Collected data
========================
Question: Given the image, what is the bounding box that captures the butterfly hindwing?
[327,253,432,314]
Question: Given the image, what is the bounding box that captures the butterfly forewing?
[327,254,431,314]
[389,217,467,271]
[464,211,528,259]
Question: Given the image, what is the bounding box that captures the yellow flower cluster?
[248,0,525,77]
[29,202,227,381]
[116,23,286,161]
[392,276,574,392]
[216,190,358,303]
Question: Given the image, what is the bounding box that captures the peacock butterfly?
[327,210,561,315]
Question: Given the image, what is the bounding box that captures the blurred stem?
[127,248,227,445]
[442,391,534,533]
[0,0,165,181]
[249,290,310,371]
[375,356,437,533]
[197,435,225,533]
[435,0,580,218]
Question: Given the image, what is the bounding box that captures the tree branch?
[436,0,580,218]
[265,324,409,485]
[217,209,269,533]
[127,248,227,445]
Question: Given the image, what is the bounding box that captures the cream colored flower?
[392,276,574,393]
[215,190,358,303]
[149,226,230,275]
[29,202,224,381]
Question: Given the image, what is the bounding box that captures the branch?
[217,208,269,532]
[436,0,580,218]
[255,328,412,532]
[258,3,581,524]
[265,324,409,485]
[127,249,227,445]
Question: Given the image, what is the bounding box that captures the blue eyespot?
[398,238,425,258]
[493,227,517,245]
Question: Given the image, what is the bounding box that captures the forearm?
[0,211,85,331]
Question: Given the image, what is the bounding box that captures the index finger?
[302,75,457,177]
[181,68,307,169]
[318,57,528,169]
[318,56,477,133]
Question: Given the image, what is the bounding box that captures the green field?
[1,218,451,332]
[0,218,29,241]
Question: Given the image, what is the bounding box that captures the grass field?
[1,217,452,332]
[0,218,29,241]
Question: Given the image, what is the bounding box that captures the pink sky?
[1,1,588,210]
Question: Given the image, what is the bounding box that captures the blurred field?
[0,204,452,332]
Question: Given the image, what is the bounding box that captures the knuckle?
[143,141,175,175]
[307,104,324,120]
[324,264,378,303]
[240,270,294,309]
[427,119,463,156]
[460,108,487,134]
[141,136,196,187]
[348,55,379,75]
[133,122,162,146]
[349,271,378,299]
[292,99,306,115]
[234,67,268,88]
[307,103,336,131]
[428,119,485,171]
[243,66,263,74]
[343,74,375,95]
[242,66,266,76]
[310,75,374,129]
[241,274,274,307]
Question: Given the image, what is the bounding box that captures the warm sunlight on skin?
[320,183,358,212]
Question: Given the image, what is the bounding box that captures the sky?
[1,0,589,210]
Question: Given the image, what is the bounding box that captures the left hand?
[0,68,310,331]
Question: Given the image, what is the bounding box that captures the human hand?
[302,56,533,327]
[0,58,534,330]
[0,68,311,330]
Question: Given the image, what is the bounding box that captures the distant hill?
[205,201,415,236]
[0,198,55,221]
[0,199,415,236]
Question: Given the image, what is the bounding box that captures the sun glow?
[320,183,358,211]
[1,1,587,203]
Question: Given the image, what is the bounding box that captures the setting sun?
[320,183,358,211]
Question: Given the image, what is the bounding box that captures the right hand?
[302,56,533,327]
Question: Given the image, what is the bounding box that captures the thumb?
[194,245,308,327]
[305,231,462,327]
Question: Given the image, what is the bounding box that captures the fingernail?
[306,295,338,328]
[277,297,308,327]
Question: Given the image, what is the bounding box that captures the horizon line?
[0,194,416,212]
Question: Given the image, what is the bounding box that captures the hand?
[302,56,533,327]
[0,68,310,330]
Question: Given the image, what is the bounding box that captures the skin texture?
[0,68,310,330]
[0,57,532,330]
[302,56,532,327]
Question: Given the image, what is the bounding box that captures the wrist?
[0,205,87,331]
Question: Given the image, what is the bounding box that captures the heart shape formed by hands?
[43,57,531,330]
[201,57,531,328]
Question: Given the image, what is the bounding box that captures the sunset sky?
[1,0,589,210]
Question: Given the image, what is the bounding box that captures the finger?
========================
=== Activity ===
Write down the entries above again. Copy them word for word.

=== Solution for this task ===
Question: Given the image, what is the bounding box that captures the butterfly hindwing?
[327,253,432,314]
Question: Given the image, what is the bounding box that captures the butterfly forewing?
[327,254,431,314]
[389,217,467,271]
[464,211,528,259]
Question: Given the image, what is the bounding box that captures the yellow flower cluster?
[248,0,525,77]
[29,202,227,381]
[116,23,286,161]
[392,276,574,392]
[216,190,358,303]
Question: Given the image, what is the bounding box that captures the peacock butterfly?
[327,210,561,315]
Question: Given the image, what is the bounding box that captures the blurred stem?
[127,248,227,445]
[442,391,534,533]
[0,0,165,181]
[249,290,310,371]
[375,356,437,533]
[197,435,225,533]
[435,0,580,218]
Question: Given the image, what is the bounding box that captures the tree branch?
[436,0,580,218]
[265,324,409,485]
[217,209,269,533]
[127,248,227,445]
Question: Given the image, what is the bounding box that captures the cream colored flower?
[392,276,574,393]
[215,190,358,303]
[149,226,230,275]
[29,202,224,381]
Question: Given the image, what is the bounding box that captures the branch?
[217,208,269,532]
[436,0,580,218]
[255,328,412,532]
[258,3,581,524]
[265,324,409,485]
[127,249,227,445]
Question: Given the image, what is the bounding box that captures the blue eyespot?
[398,238,425,258]
[493,227,517,245]
Question: Given the image, what is the bounding box that captures the forearm?
[0,211,85,331]
Question: Given the image, what is the bounding box that captures the index finger?
[302,75,457,177]
[181,68,307,169]
[318,57,528,169]
[318,56,477,133]
Question: Given the image, what is the bounding box that captures the green field?
[1,218,451,332]
[0,218,29,241]
Question: Given the image, what is the bounding box that captures the grass field?
[1,217,452,332]
[0,218,29,241]
Question: Given the image, what is the bounding box that captures the pink sky?
[1,1,588,210]
Question: Given the image, what is the bounding box that captures the blurred field?
[0,204,452,332]
Question: Given the image, what is the bounding box that captures the knuckle?
[143,141,175,175]
[307,104,324,120]
[324,264,378,303]
[240,270,294,309]
[427,119,463,156]
[460,108,487,134]
[141,136,196,187]
[348,55,379,75]
[133,122,162,146]
[349,271,378,299]
[292,99,306,115]
[234,67,268,88]
[307,103,336,131]
[428,119,485,171]
[243,66,263,74]
[343,74,375,95]
[242,66,266,76]
[310,75,374,129]
[241,274,274,307]
Question: Given the image, what is the bounding box that captures the warm sunlight on skin?
[320,183,358,212]
Question: Given the image, what is the bounding box that captures the sky?
[1,0,589,210]
Question: Given the image, what is the bounding box that captures the left hand?
[0,68,310,331]
Question: Given the image, what is the bounding box that captures the human hand?
[302,56,533,327]
[0,58,534,330]
[0,68,311,330]
Question: Given the image, what is the bounding box that captures the distant hill?
[205,201,415,236]
[0,198,55,221]
[0,199,415,236]
Question: Given the image, what is the bounding box that captures the sun glow?
[320,183,358,211]
[1,1,587,203]
Question: Given the image, what is the bounding box that captures the setting sun?
[320,183,358,211]
Question: Given the image, what is the bounding box that captures the right hand?
[302,56,533,327]
Question: Given the image, what is the bounding box that captures the thumb?
[194,245,308,327]
[305,231,462,327]
Question: Given the image, what is the bounding box that captures the fingernail?
[306,295,338,328]
[277,297,308,327]
Question: Given the image, what is the bounding box that captures the horizon line?
[0,194,416,212]
Question: Given the image, what is the bounding box that captures the hand?
[302,56,533,327]
[0,68,310,330]
Question: Given the image, what is the bounding box that captures the skin texture?
[0,68,310,330]
[0,57,532,330]
[302,56,532,327]
Question: Given the image, what is the bounding box that captures the wrist?
[0,205,87,331]
Question: Given the image, what is the bounding box that captures the heart shape formed by hands?
[43,57,531,330]
[201,57,531,328]
Question: Given the image, what is the bounding box that captures the sunset sky?
[1,0,589,210]
Question: Given the image, what is the bounding box that captures the finger?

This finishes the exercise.